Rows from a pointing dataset
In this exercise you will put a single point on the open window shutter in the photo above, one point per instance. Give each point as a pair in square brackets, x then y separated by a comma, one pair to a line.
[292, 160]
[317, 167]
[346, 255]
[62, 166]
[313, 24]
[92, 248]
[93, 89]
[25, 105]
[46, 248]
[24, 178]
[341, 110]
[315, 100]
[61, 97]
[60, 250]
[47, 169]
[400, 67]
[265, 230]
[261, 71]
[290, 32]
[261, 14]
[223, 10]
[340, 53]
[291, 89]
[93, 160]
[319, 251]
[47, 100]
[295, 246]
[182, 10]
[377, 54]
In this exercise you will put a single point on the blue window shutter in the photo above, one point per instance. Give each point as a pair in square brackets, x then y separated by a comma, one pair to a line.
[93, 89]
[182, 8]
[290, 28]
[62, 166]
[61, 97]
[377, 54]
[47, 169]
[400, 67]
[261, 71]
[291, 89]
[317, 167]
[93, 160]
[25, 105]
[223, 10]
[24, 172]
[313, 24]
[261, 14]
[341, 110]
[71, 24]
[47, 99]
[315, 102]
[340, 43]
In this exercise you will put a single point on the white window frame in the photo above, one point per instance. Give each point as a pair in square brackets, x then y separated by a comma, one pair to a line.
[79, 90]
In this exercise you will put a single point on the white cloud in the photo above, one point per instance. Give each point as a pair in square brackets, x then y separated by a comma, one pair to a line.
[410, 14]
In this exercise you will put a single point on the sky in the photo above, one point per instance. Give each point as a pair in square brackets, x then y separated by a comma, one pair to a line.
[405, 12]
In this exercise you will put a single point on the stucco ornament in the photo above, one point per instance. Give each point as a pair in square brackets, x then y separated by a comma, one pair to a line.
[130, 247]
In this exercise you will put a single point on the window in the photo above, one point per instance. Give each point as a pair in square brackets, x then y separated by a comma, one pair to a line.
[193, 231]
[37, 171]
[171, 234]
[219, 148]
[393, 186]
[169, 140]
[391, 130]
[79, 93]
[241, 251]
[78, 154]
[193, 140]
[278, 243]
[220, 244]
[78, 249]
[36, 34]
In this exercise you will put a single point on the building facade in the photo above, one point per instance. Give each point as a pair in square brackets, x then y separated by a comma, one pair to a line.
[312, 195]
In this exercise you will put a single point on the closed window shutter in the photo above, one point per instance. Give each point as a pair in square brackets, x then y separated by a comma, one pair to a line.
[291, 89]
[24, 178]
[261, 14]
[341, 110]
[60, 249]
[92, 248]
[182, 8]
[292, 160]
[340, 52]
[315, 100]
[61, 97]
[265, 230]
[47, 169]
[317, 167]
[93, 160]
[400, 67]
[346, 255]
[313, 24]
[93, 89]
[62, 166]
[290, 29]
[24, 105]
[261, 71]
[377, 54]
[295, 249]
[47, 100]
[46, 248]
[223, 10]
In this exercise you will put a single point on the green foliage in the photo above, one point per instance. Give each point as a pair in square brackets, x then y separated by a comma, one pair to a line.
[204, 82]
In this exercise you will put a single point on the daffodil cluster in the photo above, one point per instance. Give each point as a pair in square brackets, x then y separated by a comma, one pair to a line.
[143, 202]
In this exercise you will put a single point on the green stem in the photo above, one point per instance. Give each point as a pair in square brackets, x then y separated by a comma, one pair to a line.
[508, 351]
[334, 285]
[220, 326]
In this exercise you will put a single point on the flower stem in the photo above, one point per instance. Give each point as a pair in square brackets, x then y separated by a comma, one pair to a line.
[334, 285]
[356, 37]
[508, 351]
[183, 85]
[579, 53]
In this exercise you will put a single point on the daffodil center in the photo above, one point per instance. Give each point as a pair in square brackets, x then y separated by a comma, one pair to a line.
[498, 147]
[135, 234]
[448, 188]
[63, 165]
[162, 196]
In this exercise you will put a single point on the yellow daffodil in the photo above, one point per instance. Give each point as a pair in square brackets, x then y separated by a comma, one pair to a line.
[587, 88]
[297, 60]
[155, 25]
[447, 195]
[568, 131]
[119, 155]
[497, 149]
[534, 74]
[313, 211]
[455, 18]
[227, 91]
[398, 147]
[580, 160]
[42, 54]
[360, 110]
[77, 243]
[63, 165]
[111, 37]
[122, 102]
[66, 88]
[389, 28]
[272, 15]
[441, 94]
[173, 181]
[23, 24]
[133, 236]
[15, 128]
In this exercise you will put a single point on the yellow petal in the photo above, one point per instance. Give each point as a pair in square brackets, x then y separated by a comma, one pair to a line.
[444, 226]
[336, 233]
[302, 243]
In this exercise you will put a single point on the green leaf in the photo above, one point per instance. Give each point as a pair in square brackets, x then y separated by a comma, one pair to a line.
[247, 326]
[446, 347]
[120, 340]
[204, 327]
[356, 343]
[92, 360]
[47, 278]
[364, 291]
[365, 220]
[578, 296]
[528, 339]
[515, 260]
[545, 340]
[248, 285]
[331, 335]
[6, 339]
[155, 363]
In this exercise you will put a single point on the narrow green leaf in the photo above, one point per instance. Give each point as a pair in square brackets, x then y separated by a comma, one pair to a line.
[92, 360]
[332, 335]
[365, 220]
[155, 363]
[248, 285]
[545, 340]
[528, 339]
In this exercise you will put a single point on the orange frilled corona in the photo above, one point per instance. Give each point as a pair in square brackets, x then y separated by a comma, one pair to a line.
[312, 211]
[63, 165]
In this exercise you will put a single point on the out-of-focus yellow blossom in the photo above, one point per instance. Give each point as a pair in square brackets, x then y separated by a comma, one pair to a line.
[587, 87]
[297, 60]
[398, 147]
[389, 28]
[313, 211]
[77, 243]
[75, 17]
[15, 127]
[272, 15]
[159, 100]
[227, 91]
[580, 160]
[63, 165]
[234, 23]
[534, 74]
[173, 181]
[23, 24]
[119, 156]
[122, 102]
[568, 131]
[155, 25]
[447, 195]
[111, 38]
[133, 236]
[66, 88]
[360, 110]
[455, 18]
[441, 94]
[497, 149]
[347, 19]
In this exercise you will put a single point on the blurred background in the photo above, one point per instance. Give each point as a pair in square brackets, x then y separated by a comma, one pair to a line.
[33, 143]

• Stated goal:
Repeat the records above exactly, from the first line to the last.

• Answer to this task:
In this exercise you will put a single point on the open window shutter in the photo above, one point per instance. Give each point as a pair in square brackets, x then y separated by a comma, one pair to a line.
[292, 160]
[317, 167]
[346, 255]
[62, 166]
[313, 24]
[92, 248]
[93, 89]
[25, 105]
[46, 248]
[24, 178]
[341, 110]
[315, 100]
[61, 97]
[60, 250]
[47, 169]
[400, 67]
[265, 230]
[261, 71]
[290, 32]
[261, 14]
[223, 10]
[340, 53]
[291, 89]
[93, 160]
[319, 251]
[47, 100]
[295, 246]
[182, 10]
[377, 54]
In this exercise you will put a single point on the blue window shutter in the photo above, one point per instance. Give each point as a pair in square brackets, x then y separated by a comma, one pair to a line.
[93, 89]
[182, 8]
[290, 28]
[62, 166]
[61, 97]
[377, 54]
[47, 169]
[400, 67]
[261, 71]
[291, 89]
[317, 167]
[93, 160]
[25, 105]
[223, 10]
[24, 172]
[313, 24]
[261, 14]
[341, 110]
[71, 24]
[47, 99]
[315, 102]
[340, 43]
In this exercise you will put a single point on the white window frame in the photo above, one point per instance. Give each point as a pair in square brackets, x then y separated by a comma, one pair to a line.
[79, 90]
In this exercise you will put a single point on the white cloud in the photo above, one point per instance. Give each point as a pair in square brackets, x then y separated by a comma, one pair to a line.
[410, 14]
In this exercise you will put a single point on the sky in the photo above, one point per instance. Give each point as a pair in square brackets, x then y separated by a comma, one pair to a line.
[405, 12]
In this exercise you will put a single point on the stucco ornament in the photo above, one point per instance. Give each point as a pair in square brackets, x then y separated by a comma, one pair to a line.
[130, 247]
In this exercise you will put a single point on the window in the photo above, one point per instance. Give each point as a pair in square brackets, x then y separated by a comma, one pair to a line.
[193, 231]
[37, 171]
[171, 234]
[219, 148]
[393, 186]
[169, 140]
[391, 130]
[79, 93]
[241, 251]
[78, 154]
[193, 140]
[278, 243]
[220, 244]
[78, 249]
[36, 34]
In this exercise you will put a single point on the building facade in the photo above, one point per instance. Give each point as a pair in square brackets, x then y separated by a comma, one pair to a line.
[312, 195]
In this exercise you will put a single point on the closed window shutter in the photo above, one point per instance. Give each point as a pair in square brackets, x then y separated by a comma, one pair to a line.
[291, 89]
[24, 178]
[261, 14]
[341, 110]
[60, 249]
[92, 248]
[182, 8]
[292, 160]
[340, 52]
[315, 100]
[61, 97]
[265, 230]
[47, 169]
[317, 167]
[93, 160]
[400, 67]
[346, 255]
[313, 24]
[93, 89]
[62, 166]
[290, 29]
[24, 105]
[261, 71]
[377, 54]
[295, 249]
[47, 100]
[46, 248]
[223, 10]
In this exercise you will put a single point on the green foliage in the photo above, one point per instance. Give each point as a pair in square brackets, x then y separated by a comma, one pair to a line.
[204, 82]
In this exercise you will put a single point on the daffodil cluster in the photo above, one point per instance. Give each point as a pair in square brackets, x then y separated by a comma, one pair to a line.
[143, 202]
In this exercise you will put a single point on the green stem in the photo above, one point per instance. Give each point as a pair in square brackets, x then y separated by a comma, one pair to a line.
[508, 351]
[334, 285]
[220, 326]
In this exercise you will put a single point on the flower stem in the photo above, one point per instance. Give each point as a pair in square brackets, x then y separated by a comma, one pair to a line.
[334, 285]
[356, 37]
[508, 351]
[183, 85]
[579, 53]
In this exercise you will put a single point on the daffodil center in the photo above, one point per instance. Give each point as a pair in square brackets, x then y separated by a comma, one pair to a line.
[498, 147]
[135, 234]
[448, 188]
[63, 165]
[162, 196]
In this exercise you will put a single point on the yellow daffodil in the photo above, one point per instance. Give each point as a pair in square brackets, x then y separated by a comma, one pair to a line.
[587, 88]
[297, 60]
[155, 25]
[447, 195]
[568, 131]
[119, 155]
[497, 149]
[534, 74]
[313, 211]
[455, 18]
[227, 91]
[398, 147]
[580, 160]
[42, 54]
[360, 110]
[77, 243]
[63, 165]
[111, 37]
[122, 102]
[66, 88]
[389, 28]
[272, 15]
[441, 94]
[173, 181]
[23, 24]
[133, 236]
[15, 128]
In this exercise you will put a single point on the yellow petal in the photo above, one point per instance. Give each point as a pair in square brackets, x then y separated by a comma, one pair to a line.
[444, 226]
[336, 233]
[302, 243]
In this exercise you will put a single point on the green leaf in the photo above, one point per instance. Give each point as a pair in square brackets, x then y separated by a comma, one pair to a line.
[247, 326]
[446, 347]
[120, 340]
[204, 327]
[356, 343]
[92, 360]
[47, 278]
[364, 291]
[365, 220]
[578, 296]
[528, 339]
[515, 260]
[545, 340]
[248, 285]
[331, 335]
[6, 339]
[155, 363]
In this exercise you will put a single point on the narrow green leaf in the photo above, one point per instance. Give each point as a pair in square brackets, x then y separated by a comma, one pair to a line.
[92, 360]
[332, 335]
[365, 220]
[155, 363]
[248, 285]
[545, 340]
[528, 339]
In this exercise you will put a single point on the orange frilled corona in the photo above, one point per instance. Give each point as a pair in square brackets, x then y separated by a comma, one pair to a line.
[312, 211]
[63, 165]
In this exercise you will put a single point on the out-of-focus yellow blossom in the photo above, one point per instance. Give each point as a pair in square brackets, x then y separated by a comma, one pair to a line.
[587, 87]
[297, 60]
[398, 147]
[389, 28]
[313, 211]
[77, 243]
[75, 17]
[15, 127]
[272, 15]
[159, 100]
[227, 91]
[580, 160]
[63, 165]
[234, 23]
[534, 74]
[173, 181]
[23, 24]
[119, 156]
[122, 102]
[568, 131]
[155, 25]
[447, 195]
[111, 38]
[133, 236]
[66, 88]
[360, 110]
[455, 18]
[441, 94]
[497, 149]
[347, 19]
In this exercise you will put a single point on the blurred background in the photo above, one point per instance. Give each point as a pair in square brackets, x then y separated by a comma, one pair to a line.
[33, 143]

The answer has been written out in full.